=== Document extract ===

Is assigning a pointer in C program considered atomic on x86-64

https://www.gnu.org/software/libc/manual/html_node/Atomic-Types.html#Atomic-Types says - In practice, you can assume that int is atomic. You can also assume that pointer types are atomic; that is very convenient. Both of these assumptions are true on all of the machines that the GNU C Library supports and on all POSIX systems we know of.
My question is whether pointer assignment can be considered atomic on x86_64 architecture for a C program compiled with gcc m64 flag. OS is 64bit Linux and CPU is Intel(R) Xeon(R) CPU D-1548. One thread will be setting a pointer and another thread accessing the pointer. There is only one writer thread and one reader thread. Reader should either be getting the previous value of the pointer or the latest value and no garbage value in between.
If it is not considered atomic, please let me know how can I use the gcc atomic builtins or maybe memory barrier like __sync_synchronize to achieve the same without using locks. Interested only in C solution and not C++. Thanks!

Bear in mind that atomicity alone is not enough for communicating between threads. Nothing prevents the compiler and CPU from reordering previous/subsequent load and store instructions with that "atomic" store. In old days people used volatile to prevent that reordering but that was never intended for use with threads and doesn't provide means to specify less or more restrictive memory order (see "Relationship with volatile" in there).

===

→ Stated exercise A: In the thread on pointer atomicity, write out the passage from "Is assigning a" to "we know of.".
→ Stated exercise B:
Using the thread on pointer atomicity, answer these questions:
(i) Which CPU does the asker's machine use?
(ii) What did people use in old days to prevent reordering?
(iii) How many writer threads are there?

=== Provided material ===

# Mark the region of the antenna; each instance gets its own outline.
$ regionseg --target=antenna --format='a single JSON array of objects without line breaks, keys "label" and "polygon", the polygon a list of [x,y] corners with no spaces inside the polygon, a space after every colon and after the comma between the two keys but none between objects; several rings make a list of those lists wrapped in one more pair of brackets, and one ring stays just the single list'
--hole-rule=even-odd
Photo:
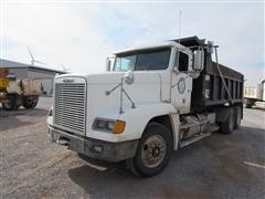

===

→ Output A:
Is assigning a pointer in C program considered atomic on x86-64

https://www.gnu.org/software/libc/manual/html_node/Atomic-Types.html#Atomic-Types says - In practice, you can assume that int is atomic. You can also assume that pointer types are atomic; that is very convenient. Both of these assumptions are true on all of the machines that the GNU C Library supports and on all POSIX systems we know of.

→ Output B:
(i) Intel(R) Xeon(R) CPU D-1548
(ii) volatile
(iii) One